Source records =>
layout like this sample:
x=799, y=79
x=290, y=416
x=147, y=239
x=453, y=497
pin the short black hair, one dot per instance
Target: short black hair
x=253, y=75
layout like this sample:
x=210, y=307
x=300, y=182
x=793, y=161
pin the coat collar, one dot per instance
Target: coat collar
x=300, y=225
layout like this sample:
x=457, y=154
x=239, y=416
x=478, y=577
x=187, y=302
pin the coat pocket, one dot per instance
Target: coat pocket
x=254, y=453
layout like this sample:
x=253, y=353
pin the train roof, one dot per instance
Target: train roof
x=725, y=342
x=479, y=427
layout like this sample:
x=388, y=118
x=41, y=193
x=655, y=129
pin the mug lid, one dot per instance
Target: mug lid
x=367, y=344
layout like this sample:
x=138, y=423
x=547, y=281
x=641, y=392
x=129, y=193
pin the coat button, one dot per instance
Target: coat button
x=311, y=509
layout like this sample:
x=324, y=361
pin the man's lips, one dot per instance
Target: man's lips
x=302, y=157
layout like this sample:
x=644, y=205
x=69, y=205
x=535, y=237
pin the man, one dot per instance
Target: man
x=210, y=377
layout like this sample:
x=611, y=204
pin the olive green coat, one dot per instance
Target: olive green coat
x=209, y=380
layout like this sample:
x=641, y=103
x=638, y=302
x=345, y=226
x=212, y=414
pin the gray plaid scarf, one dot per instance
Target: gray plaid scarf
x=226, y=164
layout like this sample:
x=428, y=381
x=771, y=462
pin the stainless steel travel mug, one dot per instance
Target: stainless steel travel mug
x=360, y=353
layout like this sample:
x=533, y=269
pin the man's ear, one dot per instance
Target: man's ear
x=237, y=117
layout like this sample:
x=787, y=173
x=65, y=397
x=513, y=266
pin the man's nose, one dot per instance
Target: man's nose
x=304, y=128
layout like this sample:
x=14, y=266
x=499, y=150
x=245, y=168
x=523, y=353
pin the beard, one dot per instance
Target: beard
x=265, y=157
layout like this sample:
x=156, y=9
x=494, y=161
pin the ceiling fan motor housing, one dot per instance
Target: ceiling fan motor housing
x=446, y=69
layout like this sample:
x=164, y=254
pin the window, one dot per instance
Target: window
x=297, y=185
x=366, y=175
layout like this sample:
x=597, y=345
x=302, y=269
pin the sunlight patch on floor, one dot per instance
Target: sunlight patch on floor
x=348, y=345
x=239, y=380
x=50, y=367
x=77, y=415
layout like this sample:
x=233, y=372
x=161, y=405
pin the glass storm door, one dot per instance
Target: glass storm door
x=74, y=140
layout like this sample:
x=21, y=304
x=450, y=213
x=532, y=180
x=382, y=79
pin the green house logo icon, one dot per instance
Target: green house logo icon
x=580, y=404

Problem => Would you please write out, exactly and with no other lines, the stretch of the listing above from the line containing "x=547, y=281" through the line containing "x=533, y=269"?

Problem solution =>
x=547, y=281
x=641, y=392
x=129, y=193
pin the coat button, one dot per instance
Target: coat button
x=311, y=509
layout like this sample:
x=324, y=361
pin the man's lips, one dot per instance
Target: man's lips
x=302, y=157
layout like this sample:
x=644, y=205
x=69, y=205
x=535, y=237
pin the man, one dot per instance
Target: man
x=210, y=377
layout like this sample:
x=611, y=204
pin the olive green coat, one dot per instance
Target: olive green coat
x=209, y=380
layout like this sample:
x=641, y=103
x=638, y=302
x=345, y=226
x=212, y=414
pin the gray plaid scarf, one dot per instance
Target: gray plaid scarf
x=226, y=164
layout like this sample:
x=428, y=381
x=771, y=462
pin the stainless steel travel mug, one dot per instance
Target: stainless steel travel mug
x=360, y=353
layout like this sample:
x=533, y=269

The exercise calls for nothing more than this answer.